### READING PASSAGE
-- Opening Marker --

Disclaimer: Wayne Thembani Chinembiri, LL.M is a PhD candidate at the Technical University (TU) Munich. The views expressed in this article are his own and do not necessarily represent those of the University or of ARIPO.

Defining the concept of eHealth in Africa

The World Health Organization (WHO) defines eHealth as the use of information and communication technologies (ICT) for health.  The concept of “eHealth” deals with the intersection of medical informatics, public health, business and, primarily, it refers to delivering health services and patient data or information using the internet and related technologies.  Today, people possess the power to take control of their health through smartphone applications, smart wearables and other connected devices, and, it has never been easier to get in shape, measure blood pressure or heart rate, lose weight, improve sleep and count calories.  The idea of eHealth is not static, but rather, many commenters have come to think of it as “a state-of-mind, an attitude, and a commitment for networked, global thinking, to improve healthcare locally, regionally, and worldwide by using information and communication technologies (ICT).”

-- Closing Marker --

### INFORMATION
-- Opening Marker --

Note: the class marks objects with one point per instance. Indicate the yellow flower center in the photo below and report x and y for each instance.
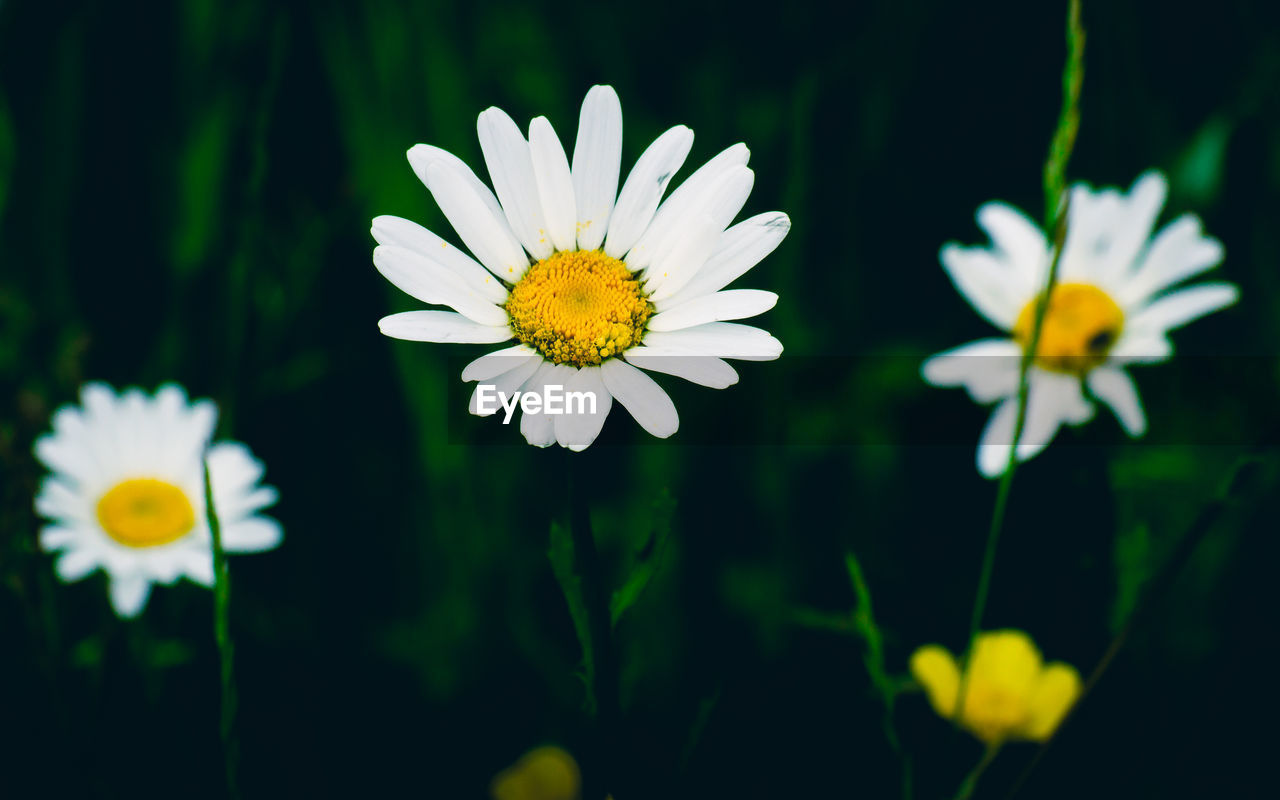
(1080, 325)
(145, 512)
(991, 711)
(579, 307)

-- Closing Marker --
-- Opening Marker --

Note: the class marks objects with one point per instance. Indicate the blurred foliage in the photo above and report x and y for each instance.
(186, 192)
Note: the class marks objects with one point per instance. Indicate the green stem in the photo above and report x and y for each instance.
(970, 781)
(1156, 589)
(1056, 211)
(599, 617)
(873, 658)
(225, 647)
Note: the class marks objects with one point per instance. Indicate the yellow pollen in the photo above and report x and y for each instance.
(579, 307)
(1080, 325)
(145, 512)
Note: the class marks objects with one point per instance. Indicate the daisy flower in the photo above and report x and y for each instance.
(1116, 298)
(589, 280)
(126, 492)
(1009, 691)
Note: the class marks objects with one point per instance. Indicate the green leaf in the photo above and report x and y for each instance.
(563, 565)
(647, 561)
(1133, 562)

-- Closing Marker --
-- Opening Marker --

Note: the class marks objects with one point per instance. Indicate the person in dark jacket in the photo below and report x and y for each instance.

-- Closing Marker --

### WHAT TO DO
In the article on eHealth in Africa, how does the World Health Organization define eHealth?

### ANSWER SPACE
As the use of information and communication technologies (ICT) for health.